* **Records for this task**

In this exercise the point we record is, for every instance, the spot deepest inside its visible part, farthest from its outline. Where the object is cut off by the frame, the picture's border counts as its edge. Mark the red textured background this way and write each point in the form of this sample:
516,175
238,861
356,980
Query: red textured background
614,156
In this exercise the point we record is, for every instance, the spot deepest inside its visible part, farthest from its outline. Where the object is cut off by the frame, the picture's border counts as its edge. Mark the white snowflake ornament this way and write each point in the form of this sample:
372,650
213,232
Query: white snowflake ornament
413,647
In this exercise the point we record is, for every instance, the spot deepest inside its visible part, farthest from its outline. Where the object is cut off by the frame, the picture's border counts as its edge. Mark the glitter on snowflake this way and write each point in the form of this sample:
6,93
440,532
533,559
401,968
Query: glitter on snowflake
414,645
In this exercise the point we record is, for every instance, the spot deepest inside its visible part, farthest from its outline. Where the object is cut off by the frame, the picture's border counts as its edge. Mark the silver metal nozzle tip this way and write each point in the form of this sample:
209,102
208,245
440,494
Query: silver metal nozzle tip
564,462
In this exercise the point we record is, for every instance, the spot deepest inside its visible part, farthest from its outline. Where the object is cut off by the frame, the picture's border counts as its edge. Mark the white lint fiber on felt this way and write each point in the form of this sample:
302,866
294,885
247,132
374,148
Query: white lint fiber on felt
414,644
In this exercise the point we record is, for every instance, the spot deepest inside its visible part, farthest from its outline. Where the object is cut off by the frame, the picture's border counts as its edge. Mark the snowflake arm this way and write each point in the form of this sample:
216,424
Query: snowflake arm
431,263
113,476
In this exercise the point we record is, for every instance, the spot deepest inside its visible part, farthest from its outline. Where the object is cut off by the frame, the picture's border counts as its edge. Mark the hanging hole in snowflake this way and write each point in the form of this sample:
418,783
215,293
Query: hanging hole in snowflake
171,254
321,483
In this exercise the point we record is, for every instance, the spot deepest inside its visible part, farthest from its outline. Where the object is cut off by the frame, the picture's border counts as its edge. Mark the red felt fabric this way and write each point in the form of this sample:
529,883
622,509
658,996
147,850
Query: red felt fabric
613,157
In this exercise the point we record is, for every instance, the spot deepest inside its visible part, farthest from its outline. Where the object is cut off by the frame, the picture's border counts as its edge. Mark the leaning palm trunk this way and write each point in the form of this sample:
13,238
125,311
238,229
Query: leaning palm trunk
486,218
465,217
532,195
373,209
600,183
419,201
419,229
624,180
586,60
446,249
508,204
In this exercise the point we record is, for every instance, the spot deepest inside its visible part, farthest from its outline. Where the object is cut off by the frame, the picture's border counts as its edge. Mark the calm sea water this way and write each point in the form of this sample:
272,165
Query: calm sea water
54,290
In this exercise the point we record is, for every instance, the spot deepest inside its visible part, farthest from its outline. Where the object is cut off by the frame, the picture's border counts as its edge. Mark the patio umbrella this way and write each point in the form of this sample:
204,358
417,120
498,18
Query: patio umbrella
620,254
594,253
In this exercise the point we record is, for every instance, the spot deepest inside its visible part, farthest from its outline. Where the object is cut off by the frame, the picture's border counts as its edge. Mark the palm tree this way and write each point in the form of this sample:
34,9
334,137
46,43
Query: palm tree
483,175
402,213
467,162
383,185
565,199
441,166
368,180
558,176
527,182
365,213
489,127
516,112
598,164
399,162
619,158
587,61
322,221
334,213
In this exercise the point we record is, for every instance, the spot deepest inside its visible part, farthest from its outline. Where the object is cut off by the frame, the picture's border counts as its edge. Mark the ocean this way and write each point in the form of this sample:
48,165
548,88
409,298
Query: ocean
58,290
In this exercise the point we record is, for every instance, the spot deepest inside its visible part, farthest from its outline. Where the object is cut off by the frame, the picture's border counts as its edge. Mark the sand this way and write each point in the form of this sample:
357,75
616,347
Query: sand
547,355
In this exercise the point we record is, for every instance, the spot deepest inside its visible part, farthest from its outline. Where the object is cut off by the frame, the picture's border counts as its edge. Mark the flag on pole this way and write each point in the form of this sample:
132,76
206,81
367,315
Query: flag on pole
---
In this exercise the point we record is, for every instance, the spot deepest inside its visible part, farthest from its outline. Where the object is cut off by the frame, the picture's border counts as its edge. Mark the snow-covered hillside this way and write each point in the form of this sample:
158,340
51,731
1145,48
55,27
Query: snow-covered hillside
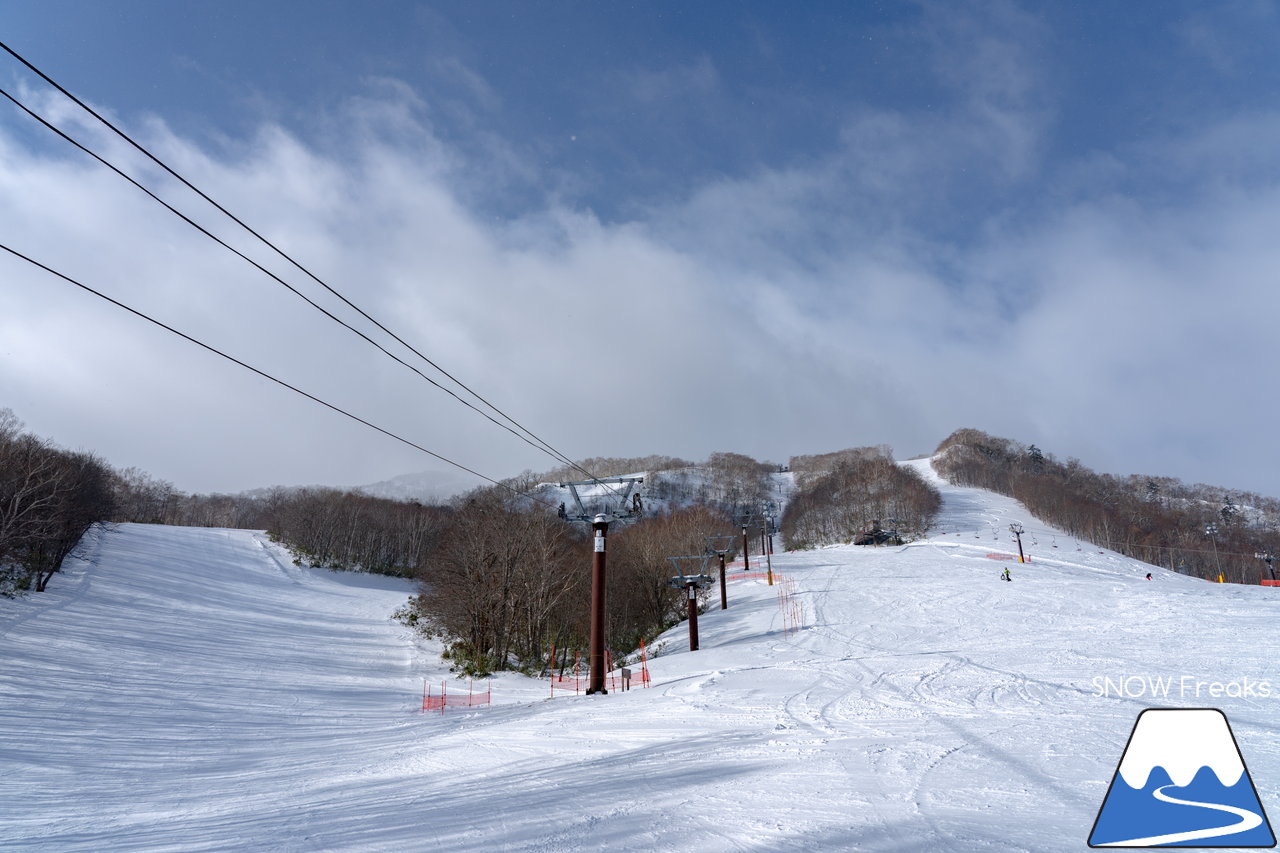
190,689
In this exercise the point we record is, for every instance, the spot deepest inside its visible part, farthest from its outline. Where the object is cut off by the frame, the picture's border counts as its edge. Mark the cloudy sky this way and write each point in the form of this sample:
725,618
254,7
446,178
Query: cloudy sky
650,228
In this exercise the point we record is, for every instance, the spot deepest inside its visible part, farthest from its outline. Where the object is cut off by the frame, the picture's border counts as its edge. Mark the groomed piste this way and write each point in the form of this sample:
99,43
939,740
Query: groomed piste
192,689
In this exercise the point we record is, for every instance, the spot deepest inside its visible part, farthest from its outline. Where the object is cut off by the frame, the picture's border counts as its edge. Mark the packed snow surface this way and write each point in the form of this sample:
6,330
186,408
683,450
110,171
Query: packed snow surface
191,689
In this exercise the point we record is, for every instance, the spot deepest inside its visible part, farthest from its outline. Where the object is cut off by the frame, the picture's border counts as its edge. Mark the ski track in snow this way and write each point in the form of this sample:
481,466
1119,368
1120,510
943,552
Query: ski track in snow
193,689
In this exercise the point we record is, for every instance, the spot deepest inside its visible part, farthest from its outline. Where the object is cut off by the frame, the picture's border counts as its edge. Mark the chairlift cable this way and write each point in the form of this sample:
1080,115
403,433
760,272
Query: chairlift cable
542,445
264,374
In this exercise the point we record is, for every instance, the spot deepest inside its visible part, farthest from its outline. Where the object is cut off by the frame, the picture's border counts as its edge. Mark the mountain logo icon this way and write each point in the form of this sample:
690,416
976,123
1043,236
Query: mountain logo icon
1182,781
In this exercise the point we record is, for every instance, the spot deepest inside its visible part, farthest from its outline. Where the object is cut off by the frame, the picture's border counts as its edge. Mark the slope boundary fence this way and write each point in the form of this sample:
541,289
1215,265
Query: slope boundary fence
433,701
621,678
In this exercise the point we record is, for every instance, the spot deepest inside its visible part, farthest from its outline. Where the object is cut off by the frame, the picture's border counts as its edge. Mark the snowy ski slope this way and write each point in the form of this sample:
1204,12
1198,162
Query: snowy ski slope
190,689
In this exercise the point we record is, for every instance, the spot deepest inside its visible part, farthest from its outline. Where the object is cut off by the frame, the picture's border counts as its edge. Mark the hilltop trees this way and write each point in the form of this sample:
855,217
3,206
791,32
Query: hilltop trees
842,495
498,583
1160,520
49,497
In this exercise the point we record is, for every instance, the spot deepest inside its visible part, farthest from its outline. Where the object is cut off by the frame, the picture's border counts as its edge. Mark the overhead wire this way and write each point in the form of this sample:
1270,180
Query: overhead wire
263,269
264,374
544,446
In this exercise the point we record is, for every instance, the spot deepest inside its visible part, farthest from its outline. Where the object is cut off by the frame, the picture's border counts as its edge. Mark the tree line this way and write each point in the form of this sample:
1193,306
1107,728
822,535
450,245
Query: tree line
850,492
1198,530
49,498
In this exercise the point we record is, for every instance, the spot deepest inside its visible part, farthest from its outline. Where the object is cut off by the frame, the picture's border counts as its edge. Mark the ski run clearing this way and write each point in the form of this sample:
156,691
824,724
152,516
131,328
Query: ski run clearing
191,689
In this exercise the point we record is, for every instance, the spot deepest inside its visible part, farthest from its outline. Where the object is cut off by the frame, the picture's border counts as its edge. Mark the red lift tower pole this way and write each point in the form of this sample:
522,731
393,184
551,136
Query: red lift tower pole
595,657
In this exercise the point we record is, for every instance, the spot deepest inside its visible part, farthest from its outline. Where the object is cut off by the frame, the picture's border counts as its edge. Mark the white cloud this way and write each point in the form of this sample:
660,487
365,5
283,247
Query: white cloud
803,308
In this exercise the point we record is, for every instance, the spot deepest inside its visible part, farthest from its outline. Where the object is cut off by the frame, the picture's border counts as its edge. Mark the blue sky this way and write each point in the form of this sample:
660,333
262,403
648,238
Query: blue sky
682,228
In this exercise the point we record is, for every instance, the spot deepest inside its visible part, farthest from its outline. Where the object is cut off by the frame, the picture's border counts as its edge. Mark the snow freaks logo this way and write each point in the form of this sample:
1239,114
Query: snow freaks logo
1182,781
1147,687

* **Prompt**
Every line of the data that includes the word "flag" should be copied.

* **Result of the task**
In this exercise the point we record is, for every instance, the spot deepest inside its visible part, farthest from its outline. Where the object is cut off by the frame, the picture's border counts as its edge. Mark the flag on pole this way and write each point in the form of this sample:
Query: flag on pole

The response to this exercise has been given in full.